| Task to carry out |
Collect each line of the listing below that contains the string "goggles", and copy every such line in full.

| Data section |
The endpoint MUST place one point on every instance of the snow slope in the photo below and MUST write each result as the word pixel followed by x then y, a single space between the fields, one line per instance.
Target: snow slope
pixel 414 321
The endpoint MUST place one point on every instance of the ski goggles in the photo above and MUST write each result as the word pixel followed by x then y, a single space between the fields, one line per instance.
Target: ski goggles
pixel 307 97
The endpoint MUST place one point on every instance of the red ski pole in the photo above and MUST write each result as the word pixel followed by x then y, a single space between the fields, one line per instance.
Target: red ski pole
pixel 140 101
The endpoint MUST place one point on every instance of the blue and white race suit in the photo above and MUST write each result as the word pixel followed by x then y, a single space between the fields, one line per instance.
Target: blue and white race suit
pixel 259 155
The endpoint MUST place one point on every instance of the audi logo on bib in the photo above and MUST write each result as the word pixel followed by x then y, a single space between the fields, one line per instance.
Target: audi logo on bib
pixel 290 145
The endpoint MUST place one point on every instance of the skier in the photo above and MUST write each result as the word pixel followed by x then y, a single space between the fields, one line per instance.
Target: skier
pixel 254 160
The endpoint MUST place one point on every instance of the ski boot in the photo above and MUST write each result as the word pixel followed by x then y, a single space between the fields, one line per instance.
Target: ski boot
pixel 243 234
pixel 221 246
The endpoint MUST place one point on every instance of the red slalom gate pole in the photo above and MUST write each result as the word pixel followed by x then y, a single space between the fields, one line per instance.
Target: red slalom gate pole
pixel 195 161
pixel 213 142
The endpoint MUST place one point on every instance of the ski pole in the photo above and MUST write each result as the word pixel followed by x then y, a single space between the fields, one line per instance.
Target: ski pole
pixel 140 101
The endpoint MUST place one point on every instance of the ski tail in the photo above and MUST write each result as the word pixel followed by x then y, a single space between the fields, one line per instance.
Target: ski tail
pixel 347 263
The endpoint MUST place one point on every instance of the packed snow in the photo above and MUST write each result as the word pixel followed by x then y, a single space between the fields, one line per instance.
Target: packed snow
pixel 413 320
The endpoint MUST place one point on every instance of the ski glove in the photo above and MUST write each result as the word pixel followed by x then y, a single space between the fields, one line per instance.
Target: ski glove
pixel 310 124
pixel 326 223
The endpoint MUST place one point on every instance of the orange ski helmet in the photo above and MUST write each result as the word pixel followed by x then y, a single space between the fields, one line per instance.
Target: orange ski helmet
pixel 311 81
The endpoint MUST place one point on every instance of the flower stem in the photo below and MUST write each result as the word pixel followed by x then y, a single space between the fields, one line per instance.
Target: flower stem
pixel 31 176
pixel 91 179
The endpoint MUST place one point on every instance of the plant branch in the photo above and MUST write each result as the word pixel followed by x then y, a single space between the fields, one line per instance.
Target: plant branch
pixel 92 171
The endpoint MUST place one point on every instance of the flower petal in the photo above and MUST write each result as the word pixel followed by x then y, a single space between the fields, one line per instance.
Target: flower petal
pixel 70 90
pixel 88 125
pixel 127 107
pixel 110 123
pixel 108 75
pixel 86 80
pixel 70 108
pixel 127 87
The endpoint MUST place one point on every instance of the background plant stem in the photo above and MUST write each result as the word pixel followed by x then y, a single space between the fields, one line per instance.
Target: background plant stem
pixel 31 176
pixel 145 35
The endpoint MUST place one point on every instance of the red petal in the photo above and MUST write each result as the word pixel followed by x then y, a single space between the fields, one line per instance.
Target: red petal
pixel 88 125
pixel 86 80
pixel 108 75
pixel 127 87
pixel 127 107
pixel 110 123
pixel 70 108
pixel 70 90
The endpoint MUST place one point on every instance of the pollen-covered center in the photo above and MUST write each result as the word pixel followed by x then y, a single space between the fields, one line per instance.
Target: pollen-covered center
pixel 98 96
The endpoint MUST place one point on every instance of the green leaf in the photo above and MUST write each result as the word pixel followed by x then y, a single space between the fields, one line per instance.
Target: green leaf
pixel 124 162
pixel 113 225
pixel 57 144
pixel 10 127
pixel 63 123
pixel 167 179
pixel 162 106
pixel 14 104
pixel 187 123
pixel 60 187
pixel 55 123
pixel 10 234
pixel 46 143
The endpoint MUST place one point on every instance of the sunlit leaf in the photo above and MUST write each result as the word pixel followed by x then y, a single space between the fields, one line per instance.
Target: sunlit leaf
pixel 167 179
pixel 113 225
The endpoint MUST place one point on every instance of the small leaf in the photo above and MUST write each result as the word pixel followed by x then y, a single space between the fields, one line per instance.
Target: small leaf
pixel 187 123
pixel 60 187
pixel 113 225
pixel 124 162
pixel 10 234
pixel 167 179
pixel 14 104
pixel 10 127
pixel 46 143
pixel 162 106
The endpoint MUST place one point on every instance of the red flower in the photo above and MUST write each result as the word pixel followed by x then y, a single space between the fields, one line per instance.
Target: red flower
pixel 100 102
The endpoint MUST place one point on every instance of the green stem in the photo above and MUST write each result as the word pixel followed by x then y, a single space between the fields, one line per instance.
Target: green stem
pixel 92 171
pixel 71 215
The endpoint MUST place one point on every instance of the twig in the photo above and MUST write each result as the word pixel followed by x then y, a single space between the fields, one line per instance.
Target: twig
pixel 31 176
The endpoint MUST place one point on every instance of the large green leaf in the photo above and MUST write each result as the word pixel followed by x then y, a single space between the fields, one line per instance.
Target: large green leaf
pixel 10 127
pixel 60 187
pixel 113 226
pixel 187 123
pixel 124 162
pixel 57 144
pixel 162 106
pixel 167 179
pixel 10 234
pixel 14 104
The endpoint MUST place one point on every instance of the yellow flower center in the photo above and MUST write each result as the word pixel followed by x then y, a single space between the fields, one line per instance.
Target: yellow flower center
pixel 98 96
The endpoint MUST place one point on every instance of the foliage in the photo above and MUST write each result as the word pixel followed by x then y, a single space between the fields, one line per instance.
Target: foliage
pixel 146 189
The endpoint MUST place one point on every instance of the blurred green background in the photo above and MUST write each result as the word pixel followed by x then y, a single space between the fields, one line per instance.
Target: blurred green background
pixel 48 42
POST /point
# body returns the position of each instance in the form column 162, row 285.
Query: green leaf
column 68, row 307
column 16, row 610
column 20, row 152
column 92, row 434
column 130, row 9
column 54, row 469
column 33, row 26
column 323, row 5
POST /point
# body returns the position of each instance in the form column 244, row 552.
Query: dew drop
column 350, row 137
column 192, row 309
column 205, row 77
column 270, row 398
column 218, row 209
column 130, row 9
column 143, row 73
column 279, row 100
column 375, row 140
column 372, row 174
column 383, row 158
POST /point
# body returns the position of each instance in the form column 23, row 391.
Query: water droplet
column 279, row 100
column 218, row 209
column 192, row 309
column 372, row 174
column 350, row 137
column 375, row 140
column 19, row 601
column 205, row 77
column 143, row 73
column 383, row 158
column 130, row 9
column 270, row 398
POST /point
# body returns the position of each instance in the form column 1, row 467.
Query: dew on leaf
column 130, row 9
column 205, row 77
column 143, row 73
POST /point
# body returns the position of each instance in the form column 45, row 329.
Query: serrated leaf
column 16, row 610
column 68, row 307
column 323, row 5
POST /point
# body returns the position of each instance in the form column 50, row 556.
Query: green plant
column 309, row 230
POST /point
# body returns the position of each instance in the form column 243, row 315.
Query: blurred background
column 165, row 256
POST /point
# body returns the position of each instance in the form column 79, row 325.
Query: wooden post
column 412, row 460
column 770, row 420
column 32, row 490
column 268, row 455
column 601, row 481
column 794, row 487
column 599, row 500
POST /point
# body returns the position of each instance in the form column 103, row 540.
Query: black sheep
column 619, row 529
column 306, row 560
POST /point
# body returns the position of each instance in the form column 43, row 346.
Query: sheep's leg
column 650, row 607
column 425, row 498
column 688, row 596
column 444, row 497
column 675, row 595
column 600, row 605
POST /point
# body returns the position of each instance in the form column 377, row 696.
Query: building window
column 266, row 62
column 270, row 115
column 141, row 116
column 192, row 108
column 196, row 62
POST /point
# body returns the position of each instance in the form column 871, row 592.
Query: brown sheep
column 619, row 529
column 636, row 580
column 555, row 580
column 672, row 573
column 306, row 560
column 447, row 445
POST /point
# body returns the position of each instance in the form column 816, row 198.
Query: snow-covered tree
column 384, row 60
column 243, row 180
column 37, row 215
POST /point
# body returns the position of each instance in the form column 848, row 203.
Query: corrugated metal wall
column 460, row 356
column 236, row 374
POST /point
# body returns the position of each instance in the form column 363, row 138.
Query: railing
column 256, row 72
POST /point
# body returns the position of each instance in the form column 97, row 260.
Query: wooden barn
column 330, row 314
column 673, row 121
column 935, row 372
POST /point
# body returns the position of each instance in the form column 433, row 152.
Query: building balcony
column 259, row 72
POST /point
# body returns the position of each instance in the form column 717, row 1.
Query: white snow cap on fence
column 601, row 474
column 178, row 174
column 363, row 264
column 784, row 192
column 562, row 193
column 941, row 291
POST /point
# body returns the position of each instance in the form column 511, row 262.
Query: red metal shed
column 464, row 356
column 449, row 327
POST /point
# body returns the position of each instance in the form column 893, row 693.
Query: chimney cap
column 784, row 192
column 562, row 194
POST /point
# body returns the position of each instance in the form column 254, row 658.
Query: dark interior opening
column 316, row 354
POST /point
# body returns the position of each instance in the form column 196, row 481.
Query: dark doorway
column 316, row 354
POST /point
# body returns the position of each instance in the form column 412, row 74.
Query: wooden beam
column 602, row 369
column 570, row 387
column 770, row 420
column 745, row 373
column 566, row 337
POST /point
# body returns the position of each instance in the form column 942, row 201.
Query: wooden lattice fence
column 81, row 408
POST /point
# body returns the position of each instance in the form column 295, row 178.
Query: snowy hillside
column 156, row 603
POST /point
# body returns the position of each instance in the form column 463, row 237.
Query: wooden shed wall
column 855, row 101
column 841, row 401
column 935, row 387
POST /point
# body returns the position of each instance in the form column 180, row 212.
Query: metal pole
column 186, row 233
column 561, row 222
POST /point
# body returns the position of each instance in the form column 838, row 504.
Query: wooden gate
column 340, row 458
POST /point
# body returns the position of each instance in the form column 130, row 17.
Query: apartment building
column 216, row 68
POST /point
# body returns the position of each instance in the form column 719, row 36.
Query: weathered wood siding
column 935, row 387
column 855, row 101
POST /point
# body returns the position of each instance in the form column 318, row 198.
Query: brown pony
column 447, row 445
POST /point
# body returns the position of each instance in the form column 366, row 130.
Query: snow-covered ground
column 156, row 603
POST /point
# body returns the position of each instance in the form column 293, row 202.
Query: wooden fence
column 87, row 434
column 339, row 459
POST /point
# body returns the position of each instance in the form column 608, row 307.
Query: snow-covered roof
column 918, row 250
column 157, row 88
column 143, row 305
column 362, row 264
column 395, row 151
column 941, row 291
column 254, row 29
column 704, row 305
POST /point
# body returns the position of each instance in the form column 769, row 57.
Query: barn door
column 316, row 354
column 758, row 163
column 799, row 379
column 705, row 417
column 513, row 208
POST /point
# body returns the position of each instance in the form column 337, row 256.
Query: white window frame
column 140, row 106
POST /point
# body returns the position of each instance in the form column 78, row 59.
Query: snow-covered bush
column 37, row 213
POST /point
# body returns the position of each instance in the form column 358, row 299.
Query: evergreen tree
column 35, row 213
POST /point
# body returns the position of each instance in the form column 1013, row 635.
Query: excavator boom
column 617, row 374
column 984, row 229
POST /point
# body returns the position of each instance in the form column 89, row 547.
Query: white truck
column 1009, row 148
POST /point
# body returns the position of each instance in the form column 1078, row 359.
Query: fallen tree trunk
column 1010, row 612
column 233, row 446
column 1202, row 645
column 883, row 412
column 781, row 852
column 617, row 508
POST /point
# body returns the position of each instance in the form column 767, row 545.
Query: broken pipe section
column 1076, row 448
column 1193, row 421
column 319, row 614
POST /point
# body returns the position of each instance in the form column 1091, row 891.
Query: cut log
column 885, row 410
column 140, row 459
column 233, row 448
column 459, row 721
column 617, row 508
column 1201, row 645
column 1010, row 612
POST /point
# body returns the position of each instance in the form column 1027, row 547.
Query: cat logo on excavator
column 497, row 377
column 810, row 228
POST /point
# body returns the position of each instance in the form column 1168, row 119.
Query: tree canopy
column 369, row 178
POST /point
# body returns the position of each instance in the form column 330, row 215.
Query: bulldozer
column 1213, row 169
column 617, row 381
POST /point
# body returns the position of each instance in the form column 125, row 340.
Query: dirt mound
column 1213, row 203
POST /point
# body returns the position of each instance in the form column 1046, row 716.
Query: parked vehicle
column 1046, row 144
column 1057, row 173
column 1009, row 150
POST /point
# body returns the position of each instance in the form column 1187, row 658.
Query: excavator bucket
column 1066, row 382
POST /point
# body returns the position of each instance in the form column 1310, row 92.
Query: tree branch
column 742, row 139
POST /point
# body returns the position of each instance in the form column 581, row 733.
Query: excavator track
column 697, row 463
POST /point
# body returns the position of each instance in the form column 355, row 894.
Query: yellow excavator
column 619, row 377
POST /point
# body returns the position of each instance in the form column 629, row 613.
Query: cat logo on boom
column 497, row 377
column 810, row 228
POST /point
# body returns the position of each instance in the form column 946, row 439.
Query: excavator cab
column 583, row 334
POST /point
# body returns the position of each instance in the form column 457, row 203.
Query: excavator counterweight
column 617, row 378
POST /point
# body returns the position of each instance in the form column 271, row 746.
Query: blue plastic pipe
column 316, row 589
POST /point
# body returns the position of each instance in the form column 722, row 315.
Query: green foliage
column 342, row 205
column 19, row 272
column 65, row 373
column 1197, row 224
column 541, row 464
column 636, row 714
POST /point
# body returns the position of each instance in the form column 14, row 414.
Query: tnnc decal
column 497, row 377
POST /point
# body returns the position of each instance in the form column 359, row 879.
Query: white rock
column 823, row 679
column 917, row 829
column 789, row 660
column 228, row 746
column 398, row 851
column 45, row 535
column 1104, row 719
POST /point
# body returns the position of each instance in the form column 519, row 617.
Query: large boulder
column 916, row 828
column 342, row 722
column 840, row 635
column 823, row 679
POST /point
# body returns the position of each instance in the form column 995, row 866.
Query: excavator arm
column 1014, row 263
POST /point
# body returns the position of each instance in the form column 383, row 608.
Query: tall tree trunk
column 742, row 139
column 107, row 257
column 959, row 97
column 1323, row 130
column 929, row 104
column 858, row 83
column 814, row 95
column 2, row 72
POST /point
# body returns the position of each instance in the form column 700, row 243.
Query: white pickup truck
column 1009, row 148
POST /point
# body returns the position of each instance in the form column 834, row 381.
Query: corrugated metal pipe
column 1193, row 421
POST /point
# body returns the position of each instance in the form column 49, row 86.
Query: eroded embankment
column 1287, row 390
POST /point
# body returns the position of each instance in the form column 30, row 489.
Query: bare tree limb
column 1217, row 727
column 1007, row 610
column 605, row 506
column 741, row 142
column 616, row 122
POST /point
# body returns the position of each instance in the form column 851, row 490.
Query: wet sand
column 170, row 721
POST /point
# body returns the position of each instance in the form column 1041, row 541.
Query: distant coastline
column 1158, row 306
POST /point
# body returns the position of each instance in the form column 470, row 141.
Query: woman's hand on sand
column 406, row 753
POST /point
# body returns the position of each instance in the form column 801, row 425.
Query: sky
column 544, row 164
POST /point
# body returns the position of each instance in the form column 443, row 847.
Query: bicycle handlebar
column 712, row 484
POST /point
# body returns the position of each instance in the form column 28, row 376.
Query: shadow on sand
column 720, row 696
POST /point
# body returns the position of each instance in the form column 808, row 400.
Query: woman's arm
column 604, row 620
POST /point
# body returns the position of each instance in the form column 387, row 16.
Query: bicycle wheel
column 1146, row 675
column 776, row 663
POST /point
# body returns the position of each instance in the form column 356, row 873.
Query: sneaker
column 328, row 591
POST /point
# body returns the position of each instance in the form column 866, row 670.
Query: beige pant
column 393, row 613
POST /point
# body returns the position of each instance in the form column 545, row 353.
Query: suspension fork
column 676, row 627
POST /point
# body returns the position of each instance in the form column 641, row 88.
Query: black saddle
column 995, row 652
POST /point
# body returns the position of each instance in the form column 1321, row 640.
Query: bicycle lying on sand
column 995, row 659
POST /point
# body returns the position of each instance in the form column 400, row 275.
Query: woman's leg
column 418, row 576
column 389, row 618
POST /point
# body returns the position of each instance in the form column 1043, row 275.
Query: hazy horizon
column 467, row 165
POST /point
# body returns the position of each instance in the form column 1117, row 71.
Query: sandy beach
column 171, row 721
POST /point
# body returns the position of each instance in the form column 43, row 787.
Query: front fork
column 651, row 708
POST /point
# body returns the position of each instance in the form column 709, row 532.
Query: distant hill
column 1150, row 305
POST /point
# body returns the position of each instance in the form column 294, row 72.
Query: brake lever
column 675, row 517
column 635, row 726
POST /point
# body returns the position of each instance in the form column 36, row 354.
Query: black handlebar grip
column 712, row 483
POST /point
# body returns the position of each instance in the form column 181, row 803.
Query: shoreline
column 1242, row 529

| Output of the task |
The endpoint MUST place one point on every instance of the ski goggles in the photo above and MUST write each result as the word pixel followed by x then y, a single space between the fields, one line per instance.
Target: ski goggles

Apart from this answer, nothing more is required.